*** PROVIDED DATA Section Begins ***
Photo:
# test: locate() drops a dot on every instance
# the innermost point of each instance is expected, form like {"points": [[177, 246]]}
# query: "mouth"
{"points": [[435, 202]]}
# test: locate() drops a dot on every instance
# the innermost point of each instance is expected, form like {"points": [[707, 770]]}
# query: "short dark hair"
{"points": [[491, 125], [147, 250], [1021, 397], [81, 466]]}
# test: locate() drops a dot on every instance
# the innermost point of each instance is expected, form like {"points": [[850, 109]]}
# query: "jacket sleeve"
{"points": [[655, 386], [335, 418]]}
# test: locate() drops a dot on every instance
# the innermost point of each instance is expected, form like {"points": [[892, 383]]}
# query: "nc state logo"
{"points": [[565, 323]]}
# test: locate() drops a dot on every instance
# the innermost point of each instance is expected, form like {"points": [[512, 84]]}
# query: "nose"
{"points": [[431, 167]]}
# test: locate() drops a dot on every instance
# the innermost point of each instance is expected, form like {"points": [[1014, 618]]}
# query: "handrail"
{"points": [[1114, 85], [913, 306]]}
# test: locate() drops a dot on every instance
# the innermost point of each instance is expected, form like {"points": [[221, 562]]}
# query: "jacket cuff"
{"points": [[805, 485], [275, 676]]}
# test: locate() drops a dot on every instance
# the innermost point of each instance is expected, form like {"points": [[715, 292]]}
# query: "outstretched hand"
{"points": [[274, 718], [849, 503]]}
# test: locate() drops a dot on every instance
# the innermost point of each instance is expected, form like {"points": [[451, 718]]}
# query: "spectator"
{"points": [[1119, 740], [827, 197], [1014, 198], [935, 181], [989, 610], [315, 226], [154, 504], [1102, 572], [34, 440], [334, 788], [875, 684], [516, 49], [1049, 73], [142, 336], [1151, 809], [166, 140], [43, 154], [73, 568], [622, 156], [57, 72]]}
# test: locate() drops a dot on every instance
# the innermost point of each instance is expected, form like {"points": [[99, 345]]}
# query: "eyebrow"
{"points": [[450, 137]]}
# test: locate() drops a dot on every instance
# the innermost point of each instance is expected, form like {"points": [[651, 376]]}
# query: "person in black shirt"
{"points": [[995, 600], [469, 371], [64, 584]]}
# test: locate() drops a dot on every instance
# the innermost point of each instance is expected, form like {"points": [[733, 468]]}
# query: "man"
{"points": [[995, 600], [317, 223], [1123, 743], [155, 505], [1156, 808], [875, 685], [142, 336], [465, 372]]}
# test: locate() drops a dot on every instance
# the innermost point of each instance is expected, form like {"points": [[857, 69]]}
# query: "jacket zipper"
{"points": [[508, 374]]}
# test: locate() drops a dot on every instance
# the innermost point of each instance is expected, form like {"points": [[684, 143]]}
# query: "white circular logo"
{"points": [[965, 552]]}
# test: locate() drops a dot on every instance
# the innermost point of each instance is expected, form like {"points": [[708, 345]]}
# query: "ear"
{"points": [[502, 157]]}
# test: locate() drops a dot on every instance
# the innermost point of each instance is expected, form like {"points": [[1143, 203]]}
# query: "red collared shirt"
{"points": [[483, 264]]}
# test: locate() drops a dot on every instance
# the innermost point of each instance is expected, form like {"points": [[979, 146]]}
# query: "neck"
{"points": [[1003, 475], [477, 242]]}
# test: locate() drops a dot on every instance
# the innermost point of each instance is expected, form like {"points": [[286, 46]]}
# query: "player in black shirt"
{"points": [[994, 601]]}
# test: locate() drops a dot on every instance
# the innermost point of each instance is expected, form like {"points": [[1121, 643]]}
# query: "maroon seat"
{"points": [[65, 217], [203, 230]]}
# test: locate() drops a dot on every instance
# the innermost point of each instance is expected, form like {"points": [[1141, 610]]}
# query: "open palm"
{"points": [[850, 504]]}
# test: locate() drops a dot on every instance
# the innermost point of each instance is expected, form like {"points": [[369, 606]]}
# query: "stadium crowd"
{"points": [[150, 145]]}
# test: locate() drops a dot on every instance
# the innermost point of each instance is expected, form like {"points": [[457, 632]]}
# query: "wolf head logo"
*** PROVIDED DATA Section Ends ***
The entire listing is to be printed once more, word for word.

EXERCISE RESPONSE
Photo:
# test: locate() drops a dot on every instance
# the innermost point of each instance is expected, form like {"points": [[177, 246]]}
# query: "mouth"
{"points": [[435, 202]]}
# test: locate() drops a dot on every instance
# the innermost point of each instance is expected, form like {"points": [[707, 770]]}
# query: "short dark hair"
{"points": [[491, 125], [147, 250], [1021, 397], [81, 466]]}
# test: locate() drops a dot on every instance
# the innermost point of each instance is expected, form like {"points": [[850, 109]]}
# query: "jacket sleeve"
{"points": [[655, 386], [335, 418]]}
# test: locate() drops a dot on every instance
# the innermost point of each instance is expected, form like {"points": [[892, 383]]}
# query: "nc state logo"
{"points": [[565, 323]]}
# test: locate() drops a dot on every instance
# the innermost point of each instance is expected, form like {"points": [[512, 84]]}
# query: "nose"
{"points": [[431, 167]]}
# test: locate() drops a dot on every instance
# the innermost point of each instance is expected, form like {"points": [[1014, 618]]}
# query: "handrail"
{"points": [[1114, 85], [913, 306]]}
# test: locate() drops a dot on every instance
# the innermost point of each instance is expected, form like {"points": [[221, 562]]}
# query: "jacket cuff"
{"points": [[805, 485], [275, 676]]}
# test: locate() drops a dot on every instance
# the innermost point of each instance is expected, form like {"points": [[715, 292]]}
# query: "outstretched hand"
{"points": [[274, 718], [849, 503]]}
# test: locate() drops a dot on every instance
# the innermost point of each instance is expected, form like {"points": [[451, 718]]}
# query: "spectator"
{"points": [[1119, 740], [827, 197], [1014, 198], [935, 181], [989, 610], [315, 226], [154, 504], [1102, 572], [34, 440], [334, 788], [875, 684], [516, 49], [1049, 73], [142, 336], [1151, 809], [166, 140], [43, 154], [73, 568], [622, 156], [57, 72]]}
# test: locate() drops a dot on every instance
# the innermost point of each instance is expected, form like {"points": [[99, 345]]}
# query: "eyebrow"
{"points": [[450, 137]]}
# test: locate() drops a dot on every instance
# the innermost point of each instance is expected, form like {"points": [[651, 376]]}
# query: "person in black shirt"
{"points": [[995, 600], [469, 371], [64, 584]]}
# test: locate() drops a dot on every instance
# the innermost point of each instance is expected, form like {"points": [[733, 468]]}
# query: "man"
{"points": [[995, 600], [317, 223], [1123, 743], [155, 505], [1156, 808], [875, 685], [142, 336], [465, 372]]}
# test: locate() drops a dot on every instance
# the innermost point of each instance is expected, form like {"points": [[857, 69]]}
# query: "jacket zipper"
{"points": [[508, 374]]}
# test: locate() drops a dot on every instance
# the innermost point of each instance is expected, form like {"points": [[684, 143]]}
# query: "white circular logo"
{"points": [[965, 552]]}
# test: locate() drops a dot on every instance
# the innermost point of each instance is expected, form like {"points": [[708, 345]]}
# query: "ear"
{"points": [[502, 157]]}
# test: locate() drops a dot on every instance
# the innermost point of each instance is expected, form like {"points": [[1143, 203]]}
# query: "red collared shirt"
{"points": [[483, 264]]}
# test: locate() drops a dot on every instance
# the innermost point of each instance is expected, form like {"points": [[979, 146]]}
# query: "neck"
{"points": [[1003, 475], [477, 242]]}
# test: locate() drops a dot on every instance
# the innermost point of each instance is expected, form like {"points": [[286, 46]]}
# query: "player in black shirt"
{"points": [[994, 601]]}
# test: locate() drops a dot on every instance
# the innermost point of each instance is expected, form like {"points": [[1121, 643]]}
# query: "maroon seat"
{"points": [[65, 217], [203, 230]]}
# test: locate() drops a dot on every instance
# the innermost point of each instance is expected, form like {"points": [[1141, 610]]}
# query: "open palm"
{"points": [[850, 504]]}
# test: locate() drops a dot on every instance
# the innermost point of each instance is expected, form like {"points": [[369, 606]]}
# query: "stadium crowd"
{"points": [[150, 145]]}
# test: locate() drops a dot on every instance
# the innermost point of each instance is expected, form like {"points": [[457, 632]]}
# query: "wolf head logo"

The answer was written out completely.